═════ Page extract ═════
Reminder: I’m reading at Third Place Books in Ravenna, TONIGHT, Wednesday, September 17 at 7 PM. Details here. Now to my blog post:
Dear Readers – I don’t normally use my blog to make fundraising appeals, but in this case, I believe the recipient is very deserving and could really use some help to kick her education off right. If you want to help, you can contribute to her gofundme account here. I’ve also put the link at the bottom of her story. If you do nothing else, read her story – she is an amazing person.
Puja Niroula is a young lady I met through the Danna K Johnston Foundation’s program at Rainier Beach High School. The program is called Successful Youth. I started mentoring Puja when she was going into her sophomore year at Rainier Beach 3 years ago. Her family came from Nepal, from a refugee camp, when she was 12. She has done amazing things already, and I’m confident she’ll do more amazing things with her future, but right now she has a significant gap between her financial aid package and her first-year school expenses. Her parents are very supportive of her ambition, but they are elderly and have health problems from their time in the refugee camp that make it impossible for them to work.
═════
Tasks to complete ::
1. According to the blog post about Puja Niroula, what is the name of the Danna K Johnston Foundation's program at Rainier Beach High School?
2. Copy the part of the blog post about Puja Niroula starting with "Puja Niroula is" and going on through "them to work." word for word.
3. Extend the blog post about Puja Niroula beyond its last sentence.
═════ Supplied entries ═════
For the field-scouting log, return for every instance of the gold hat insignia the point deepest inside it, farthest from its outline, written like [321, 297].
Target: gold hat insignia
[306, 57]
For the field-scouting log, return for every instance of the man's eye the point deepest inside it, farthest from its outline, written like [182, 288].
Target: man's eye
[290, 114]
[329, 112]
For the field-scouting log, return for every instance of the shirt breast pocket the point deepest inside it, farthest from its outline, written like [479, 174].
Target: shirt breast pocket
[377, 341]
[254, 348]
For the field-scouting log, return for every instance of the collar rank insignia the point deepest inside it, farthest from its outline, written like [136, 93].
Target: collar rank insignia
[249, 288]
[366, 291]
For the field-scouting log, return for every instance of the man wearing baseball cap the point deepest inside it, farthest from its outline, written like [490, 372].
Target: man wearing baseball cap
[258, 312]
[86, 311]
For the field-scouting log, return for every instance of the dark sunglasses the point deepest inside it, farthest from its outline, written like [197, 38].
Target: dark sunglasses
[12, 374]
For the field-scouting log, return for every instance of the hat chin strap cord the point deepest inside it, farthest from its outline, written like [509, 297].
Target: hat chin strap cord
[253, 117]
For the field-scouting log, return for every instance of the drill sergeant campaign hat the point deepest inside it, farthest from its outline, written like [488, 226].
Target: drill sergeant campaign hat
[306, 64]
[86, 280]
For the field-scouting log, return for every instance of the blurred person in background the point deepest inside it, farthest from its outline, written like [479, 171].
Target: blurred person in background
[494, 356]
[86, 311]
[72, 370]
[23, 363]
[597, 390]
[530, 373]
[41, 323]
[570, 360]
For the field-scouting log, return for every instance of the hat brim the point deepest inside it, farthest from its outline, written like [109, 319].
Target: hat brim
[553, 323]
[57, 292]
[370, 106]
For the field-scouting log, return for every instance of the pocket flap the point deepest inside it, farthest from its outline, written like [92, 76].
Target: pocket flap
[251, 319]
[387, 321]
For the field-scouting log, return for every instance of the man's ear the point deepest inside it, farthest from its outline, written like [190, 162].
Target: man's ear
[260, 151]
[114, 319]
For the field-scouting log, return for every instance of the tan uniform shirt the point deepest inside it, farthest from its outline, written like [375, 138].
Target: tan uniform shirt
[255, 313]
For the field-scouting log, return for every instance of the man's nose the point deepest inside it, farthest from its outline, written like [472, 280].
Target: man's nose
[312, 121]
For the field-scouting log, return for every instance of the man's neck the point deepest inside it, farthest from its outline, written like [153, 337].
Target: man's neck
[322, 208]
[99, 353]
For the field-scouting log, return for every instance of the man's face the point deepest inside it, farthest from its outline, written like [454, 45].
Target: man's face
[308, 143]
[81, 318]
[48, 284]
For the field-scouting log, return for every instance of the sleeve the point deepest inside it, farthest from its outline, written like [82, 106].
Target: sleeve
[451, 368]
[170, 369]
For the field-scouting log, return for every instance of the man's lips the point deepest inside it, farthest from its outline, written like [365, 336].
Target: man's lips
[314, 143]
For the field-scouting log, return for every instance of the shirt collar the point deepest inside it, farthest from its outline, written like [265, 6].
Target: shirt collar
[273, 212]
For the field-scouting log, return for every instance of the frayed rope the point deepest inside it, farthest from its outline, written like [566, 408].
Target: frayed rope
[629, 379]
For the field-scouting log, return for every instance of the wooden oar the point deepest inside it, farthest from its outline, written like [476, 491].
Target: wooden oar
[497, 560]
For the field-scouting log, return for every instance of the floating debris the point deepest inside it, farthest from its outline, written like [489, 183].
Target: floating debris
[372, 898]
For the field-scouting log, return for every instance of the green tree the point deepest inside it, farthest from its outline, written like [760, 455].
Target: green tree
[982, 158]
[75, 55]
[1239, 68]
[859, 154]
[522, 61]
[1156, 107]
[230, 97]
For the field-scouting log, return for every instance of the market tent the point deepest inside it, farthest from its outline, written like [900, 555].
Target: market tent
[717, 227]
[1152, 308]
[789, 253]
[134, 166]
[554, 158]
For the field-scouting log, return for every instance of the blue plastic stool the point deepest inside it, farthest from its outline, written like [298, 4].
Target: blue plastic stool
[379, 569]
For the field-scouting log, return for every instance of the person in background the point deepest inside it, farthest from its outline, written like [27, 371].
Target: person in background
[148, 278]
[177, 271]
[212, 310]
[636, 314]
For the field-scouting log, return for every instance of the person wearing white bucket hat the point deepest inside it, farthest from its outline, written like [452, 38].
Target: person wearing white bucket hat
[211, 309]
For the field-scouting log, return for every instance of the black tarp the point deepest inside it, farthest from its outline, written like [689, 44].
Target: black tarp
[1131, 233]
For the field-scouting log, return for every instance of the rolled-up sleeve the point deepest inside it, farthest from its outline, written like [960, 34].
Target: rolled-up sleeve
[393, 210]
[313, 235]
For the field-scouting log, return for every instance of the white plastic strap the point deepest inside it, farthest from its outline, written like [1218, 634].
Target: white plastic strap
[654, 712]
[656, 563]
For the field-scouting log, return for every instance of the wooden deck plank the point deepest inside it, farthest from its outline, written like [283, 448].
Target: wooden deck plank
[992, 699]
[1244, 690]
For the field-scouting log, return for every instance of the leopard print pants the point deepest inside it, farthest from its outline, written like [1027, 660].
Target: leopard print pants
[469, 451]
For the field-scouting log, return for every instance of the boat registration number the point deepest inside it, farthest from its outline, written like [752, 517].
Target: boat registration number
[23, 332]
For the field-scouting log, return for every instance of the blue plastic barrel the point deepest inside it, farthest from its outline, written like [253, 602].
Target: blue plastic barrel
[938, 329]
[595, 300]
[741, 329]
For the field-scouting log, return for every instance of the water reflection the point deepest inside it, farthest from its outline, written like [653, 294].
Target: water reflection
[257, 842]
═════
Answers below ::
1. Successful Youth

2.
Puja Niroula is a young lady I met through the Danna K Johnston Foundation’s program at Rainier Beach High School. The program is called Successful Youth. I started mentoring Puja when she was going into her sophomore year at Rainier Beach 3 years ago. Her family came from Nepal, from a refugee camp, when she was 12. She has done amazing things already, and I’m confident she’ll do more amazing things with her future, but right now she has a significant gap between her financial aid package and her first-year school expenses. Her parents are very supportive of her ambition, but they are elderly and have health problems from their time in the refugee camp that make it impossible for them to work.

3.
But really, you should read her story in her words:
My name is Puja Niroula. I am 19 years old and I have a dream to continue my education and become a nurse or public health worker. I have worked hard to create this opportunity for myself. I have been admitted to Western Washington University, and I have been given some financial aid, but I need a little more so I don’t burden my family with debt.
I came here from Nepal when I was 12 years old, but my story starts before I was born. More than 25 years ago my parents were evicted from their native Bhutan because of their ethnicity. They were given the choice to leave or be killed. They moved to Goldhap refugee camp in Nepal. I was born there in 1995. The first 12 years of my life were very difficult. Then, in March of 2008, when I was 12 years old, the camp burned to the ground. My family lost everything, but we were grateful that we were all still alive.
Others were not so lucky. Many were terribly injured and some died. I did what I could to help. I pulled people out of burning houses. I helped organize a group to take the injured to a distant hospital. At the hospital, I helped to distribute medicine and water to the patients. We had to live in the jungle for 6 months after the fire. It was a very rough time. Food and clothing were in short supply. But, we were lucky, because in the fall of 2008 we got to come to America.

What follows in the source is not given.